> Exercise goal
Please count the lines in the entries below that contain the word "positive", matching case exactly, and give only that number.

> Records for processing
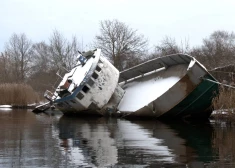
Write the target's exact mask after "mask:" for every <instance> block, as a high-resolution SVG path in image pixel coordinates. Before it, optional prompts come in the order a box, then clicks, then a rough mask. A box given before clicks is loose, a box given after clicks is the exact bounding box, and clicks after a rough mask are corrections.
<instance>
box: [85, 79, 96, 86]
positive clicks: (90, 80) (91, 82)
mask: <svg viewBox="0 0 235 168" xmlns="http://www.w3.org/2000/svg"><path fill="white" fill-rule="evenodd" d="M94 83H95V81H94V80H93V79H92V78H90V80H89V81H88V82H87V84H88V85H89V86H92V85H93V84H94Z"/></svg>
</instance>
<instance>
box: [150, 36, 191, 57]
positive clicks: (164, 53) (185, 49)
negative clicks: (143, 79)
mask: <svg viewBox="0 0 235 168" xmlns="http://www.w3.org/2000/svg"><path fill="white" fill-rule="evenodd" d="M189 52H190V47H189V42H188V40H185V41H184V42H182V41H181V45H178V44H177V43H176V41H175V39H174V38H172V37H169V36H166V37H164V38H163V40H162V41H161V43H160V44H159V45H156V46H155V51H154V54H153V56H154V57H161V56H166V55H170V54H176V53H184V54H186V53H189Z"/></svg>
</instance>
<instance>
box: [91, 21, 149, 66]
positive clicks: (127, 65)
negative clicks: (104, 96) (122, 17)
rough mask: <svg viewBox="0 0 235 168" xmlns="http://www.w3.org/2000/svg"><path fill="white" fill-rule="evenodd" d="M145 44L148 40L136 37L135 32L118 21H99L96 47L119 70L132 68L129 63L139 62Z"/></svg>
mask: <svg viewBox="0 0 235 168" xmlns="http://www.w3.org/2000/svg"><path fill="white" fill-rule="evenodd" d="M147 44H148V40H147V39H145V37H144V36H143V35H138V34H137V30H133V29H131V28H130V27H129V26H127V25H126V24H125V23H123V22H120V21H118V20H112V21H111V20H104V21H101V22H100V34H99V35H97V36H96V39H95V45H96V47H98V48H101V49H102V52H103V54H104V56H106V57H107V58H108V59H109V60H110V61H111V62H112V63H113V64H114V66H115V67H117V68H118V69H119V70H123V69H124V68H128V67H129V66H132V64H131V62H139V61H140V60H141V57H142V56H143V53H144V52H145V50H146V47H147Z"/></svg>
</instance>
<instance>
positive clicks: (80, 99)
mask: <svg viewBox="0 0 235 168" xmlns="http://www.w3.org/2000/svg"><path fill="white" fill-rule="evenodd" d="M83 97H84V95H83V94H82V93H81V92H79V93H78V94H77V98H78V99H79V100H82V98H83Z"/></svg>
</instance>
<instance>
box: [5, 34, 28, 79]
mask: <svg viewBox="0 0 235 168" xmlns="http://www.w3.org/2000/svg"><path fill="white" fill-rule="evenodd" d="M5 50H6V52H7V55H8V56H9V57H10V59H11V64H12V66H11V68H12V70H13V71H14V79H15V81H16V82H23V81H25V79H26V77H27V75H28V73H29V71H30V68H31V57H32V42H31V40H29V39H28V38H27V37H26V35H25V34H24V33H23V34H13V35H12V36H11V37H10V40H9V42H8V43H6V47H5Z"/></svg>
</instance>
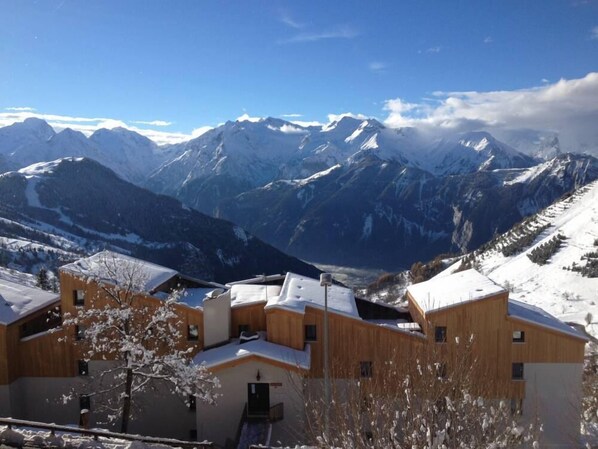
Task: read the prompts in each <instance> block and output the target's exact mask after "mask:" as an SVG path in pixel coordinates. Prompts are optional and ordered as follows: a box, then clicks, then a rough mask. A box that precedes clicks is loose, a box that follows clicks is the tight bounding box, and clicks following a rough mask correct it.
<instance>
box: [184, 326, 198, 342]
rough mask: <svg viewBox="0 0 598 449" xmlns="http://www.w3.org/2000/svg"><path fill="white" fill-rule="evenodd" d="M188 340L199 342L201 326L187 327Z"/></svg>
mask: <svg viewBox="0 0 598 449" xmlns="http://www.w3.org/2000/svg"><path fill="white" fill-rule="evenodd" d="M187 340H189V341H197V340H199V326H198V325H197V324H190V325H189V326H187Z"/></svg>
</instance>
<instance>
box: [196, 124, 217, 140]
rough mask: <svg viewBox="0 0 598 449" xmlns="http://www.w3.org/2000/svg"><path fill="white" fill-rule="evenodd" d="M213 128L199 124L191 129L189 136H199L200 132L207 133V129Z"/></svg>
mask: <svg viewBox="0 0 598 449" xmlns="http://www.w3.org/2000/svg"><path fill="white" fill-rule="evenodd" d="M211 129H214V128H212V127H211V126H200V127H199V128H195V129H194V130H193V131H191V136H193V138H196V137H199V136H201V135H202V134H205V133H207V132H208V131H209V130H211Z"/></svg>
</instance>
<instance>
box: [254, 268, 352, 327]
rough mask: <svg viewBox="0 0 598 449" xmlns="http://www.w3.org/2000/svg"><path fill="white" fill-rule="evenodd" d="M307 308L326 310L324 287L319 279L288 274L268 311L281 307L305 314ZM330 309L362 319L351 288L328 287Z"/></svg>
mask: <svg viewBox="0 0 598 449" xmlns="http://www.w3.org/2000/svg"><path fill="white" fill-rule="evenodd" d="M306 306H312V307H318V308H324V287H322V286H321V285H320V281H319V280H317V279H312V278H308V277H305V276H301V275H298V274H295V273H287V277H286V279H285V281H284V284H283V286H282V290H281V292H280V296H276V297H273V298H270V299H268V304H267V305H266V309H269V308H276V307H281V308H285V309H290V310H293V311H295V312H299V313H304V312H305V307H306ZM328 309H329V310H330V311H331V312H335V313H340V314H343V315H348V316H351V317H353V318H357V319H360V318H359V313H358V311H357V305H356V304H355V297H354V296H353V291H352V290H351V289H349V288H345V287H339V286H338V285H332V286H330V287H328Z"/></svg>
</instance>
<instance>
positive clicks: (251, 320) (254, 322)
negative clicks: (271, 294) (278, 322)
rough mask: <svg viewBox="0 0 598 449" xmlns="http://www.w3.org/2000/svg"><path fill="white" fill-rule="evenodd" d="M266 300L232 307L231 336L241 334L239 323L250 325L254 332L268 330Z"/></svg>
mask: <svg viewBox="0 0 598 449" xmlns="http://www.w3.org/2000/svg"><path fill="white" fill-rule="evenodd" d="M265 306H266V302H265V301H264V302H259V303H257V304H248V305H245V306H240V307H233V308H231V337H238V336H239V325H240V324H245V325H248V326H249V330H250V331H252V332H257V331H266V312H265V311H264V307H265Z"/></svg>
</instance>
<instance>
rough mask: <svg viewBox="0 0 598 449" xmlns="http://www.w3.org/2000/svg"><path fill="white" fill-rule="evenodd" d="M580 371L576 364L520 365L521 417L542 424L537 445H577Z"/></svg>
mask: <svg viewBox="0 0 598 449" xmlns="http://www.w3.org/2000/svg"><path fill="white" fill-rule="evenodd" d="M582 371H583V365H582V364H580V363H526V364H525V365H524V373H523V376H524V379H525V383H526V385H525V399H524V401H523V417H524V418H525V420H526V421H527V422H529V421H532V420H534V419H535V417H537V418H538V419H539V420H540V422H541V423H542V426H543V429H544V431H543V432H542V437H541V442H542V444H541V447H543V448H563V449H564V448H575V447H579V436H580V435H579V431H580V430H579V428H580V410H581V397H582V392H581V380H582Z"/></svg>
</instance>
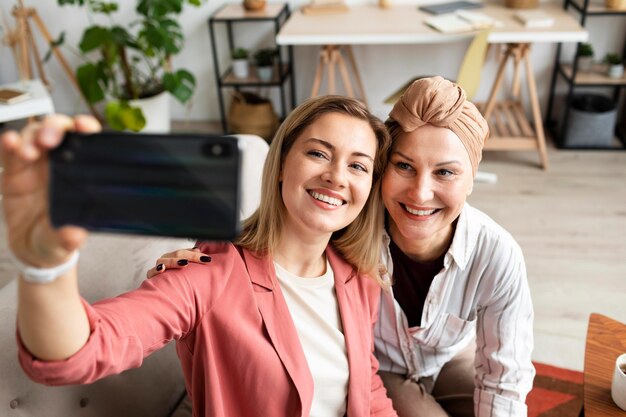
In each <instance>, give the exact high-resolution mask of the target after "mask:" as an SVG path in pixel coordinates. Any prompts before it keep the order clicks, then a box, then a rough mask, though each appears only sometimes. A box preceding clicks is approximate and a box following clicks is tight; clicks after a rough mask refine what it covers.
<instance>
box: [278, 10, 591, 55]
mask: <svg viewBox="0 0 626 417" xmlns="http://www.w3.org/2000/svg"><path fill="white" fill-rule="evenodd" d="M541 9H542V10H544V11H546V12H547V13H549V14H550V15H552V16H553V17H554V19H555V23H554V25H552V26H551V27H548V28H537V29H528V28H525V27H524V26H523V25H522V24H521V23H519V22H518V21H517V20H515V19H514V18H513V13H514V12H515V10H514V9H509V8H506V7H504V6H501V5H492V4H486V5H485V7H483V8H481V9H477V11H480V12H481V13H485V14H487V15H488V16H490V17H492V18H494V19H496V20H497V21H499V22H500V23H501V24H500V25H498V26H499V27H496V28H494V29H493V30H492V32H491V34H490V35H489V43H511V42H515V43H538V42H551V43H555V42H584V41H585V40H587V32H586V31H585V29H584V28H582V27H581V26H580V24H579V23H578V22H577V21H576V20H575V19H574V18H573V17H572V16H571V15H570V14H569V13H567V12H565V11H564V10H563V8H562V7H561V6H559V5H545V6H543V5H542V7H541ZM430 16H431V15H430V14H428V13H424V12H422V11H420V10H419V9H418V6H417V5H397V6H392V7H391V8H389V9H381V8H380V7H377V6H374V5H357V6H350V10H349V11H348V12H347V13H339V14H319V15H305V14H303V13H302V12H301V11H300V10H298V11H295V12H293V13H292V15H291V17H290V18H289V19H288V20H287V22H286V23H285V24H284V25H283V27H282V28H281V30H280V32H279V33H278V35H277V36H276V42H277V43H278V44H279V45H331V44H332V45H380V44H416V43H440V42H454V41H459V40H462V39H467V38H468V37H470V36H472V34H471V33H465V34H444V33H440V32H437V31H436V30H434V29H432V28H430V27H429V26H427V25H426V24H425V23H424V20H425V19H426V18H427V17H430Z"/></svg>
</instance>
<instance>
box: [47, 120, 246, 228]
mask: <svg viewBox="0 0 626 417" xmlns="http://www.w3.org/2000/svg"><path fill="white" fill-rule="evenodd" d="M240 183H241V149H240V144H239V141H238V140H237V139H236V138H235V137H229V136H219V135H198V134H171V135H155V134H134V133H122V132H108V133H98V134H91V135H84V134H80V133H76V132H68V133H67V134H66V137H65V140H64V141H63V143H62V144H61V145H60V146H59V147H58V148H56V149H54V150H53V151H52V152H51V153H50V190H49V199H50V202H49V207H50V217H51V221H52V224H53V225H54V226H55V227H59V226H63V225H68V224H72V225H77V226H81V227H84V228H86V229H89V230H94V231H104V232H114V233H132V234H148V235H161V236H176V237H189V238H197V239H203V240H232V239H234V238H235V237H236V236H237V234H238V232H239V226H240V225H239V205H240V193H241V185H240Z"/></svg>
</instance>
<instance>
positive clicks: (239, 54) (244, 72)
mask: <svg viewBox="0 0 626 417" xmlns="http://www.w3.org/2000/svg"><path fill="white" fill-rule="evenodd" d="M230 56H231V58H232V59H233V75H234V76H235V78H248V75H249V71H248V50H247V49H246V48H235V49H233V50H232V52H231V54H230Z"/></svg>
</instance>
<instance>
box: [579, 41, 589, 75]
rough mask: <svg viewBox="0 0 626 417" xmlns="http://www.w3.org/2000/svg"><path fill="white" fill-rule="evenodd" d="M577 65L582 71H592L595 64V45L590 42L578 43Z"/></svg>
mask: <svg viewBox="0 0 626 417" xmlns="http://www.w3.org/2000/svg"><path fill="white" fill-rule="evenodd" d="M577 60H578V62H577V64H576V65H577V66H578V70H579V71H581V72H590V71H591V66H592V65H593V46H591V44H590V43H581V44H580V45H578V55H577Z"/></svg>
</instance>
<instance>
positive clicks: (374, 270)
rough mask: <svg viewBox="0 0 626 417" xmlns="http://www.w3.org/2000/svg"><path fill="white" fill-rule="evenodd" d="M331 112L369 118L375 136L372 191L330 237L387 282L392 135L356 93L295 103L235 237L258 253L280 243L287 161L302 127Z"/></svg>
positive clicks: (311, 122) (353, 264) (365, 266)
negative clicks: (381, 185) (284, 164)
mask: <svg viewBox="0 0 626 417" xmlns="http://www.w3.org/2000/svg"><path fill="white" fill-rule="evenodd" d="M328 113H340V114H345V115H347V116H350V117H354V118H356V119H359V120H364V121H367V122H368V123H369V125H370V127H371V128H372V131H373V132H374V135H375V136H376V141H377V146H376V157H375V158H374V170H373V178H372V190H371V192H370V195H369V197H368V199H367V201H366V203H365V206H364V207H363V210H362V211H361V213H359V215H358V216H357V218H356V219H355V220H354V221H353V222H352V223H351V224H349V225H348V226H346V227H345V228H343V229H341V230H339V231H336V232H334V233H333V235H332V237H331V243H332V245H333V247H334V248H335V249H336V250H337V252H339V253H340V254H341V255H342V256H343V257H344V258H345V259H346V260H347V261H348V262H350V263H351V264H352V265H353V266H354V267H355V268H356V269H357V271H358V272H359V273H366V274H368V275H370V276H371V277H372V278H374V279H375V280H376V281H377V282H379V283H382V280H381V278H380V273H379V268H380V267H379V264H380V253H381V250H382V244H381V242H382V239H381V236H382V228H383V213H384V209H383V206H382V199H381V196H380V184H381V178H382V174H383V170H384V167H385V165H386V162H387V157H388V152H389V146H390V143H391V141H390V138H389V134H388V133H387V129H386V128H385V125H384V124H383V122H382V121H381V120H380V119H378V118H377V117H375V116H373V115H372V114H371V113H370V112H369V111H368V110H367V108H366V107H365V106H364V105H363V104H362V103H361V102H359V101H358V100H355V99H352V98H348V97H342V96H335V95H327V96H321V97H315V98H311V99H309V100H307V101H305V102H304V103H302V104H301V105H299V106H298V107H297V108H296V109H294V110H293V111H292V112H291V113H290V114H289V116H288V117H287V118H286V119H285V121H284V122H283V123H282V124H281V125H280V127H279V129H278V131H277V132H276V135H275V136H274V139H273V140H272V143H271V145H270V150H269V152H268V154H267V158H266V160H265V166H264V167H263V179H262V186H261V203H260V205H259V208H258V209H257V210H256V211H255V212H254V214H252V216H250V217H249V218H248V219H246V220H245V221H244V224H243V231H242V233H241V235H240V236H239V238H238V239H237V241H236V242H235V243H236V244H238V245H240V246H242V247H244V248H246V249H248V250H250V251H253V252H257V253H259V254H262V253H269V254H271V253H272V251H273V250H274V249H275V248H276V247H277V245H278V239H279V238H280V233H281V230H282V225H283V223H284V221H285V218H286V215H287V209H286V207H285V204H284V202H283V199H282V196H281V190H280V180H279V178H280V172H281V168H282V165H283V162H284V160H285V157H286V156H287V154H288V153H289V151H290V150H291V148H292V146H293V144H294V142H295V141H296V139H297V138H298V137H299V136H300V134H301V133H302V131H303V130H304V129H305V128H306V127H307V126H309V125H311V124H312V123H313V122H315V121H316V120H317V119H318V118H319V117H320V116H322V115H324V114H328Z"/></svg>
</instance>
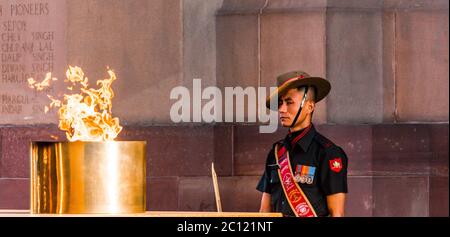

> Task output
8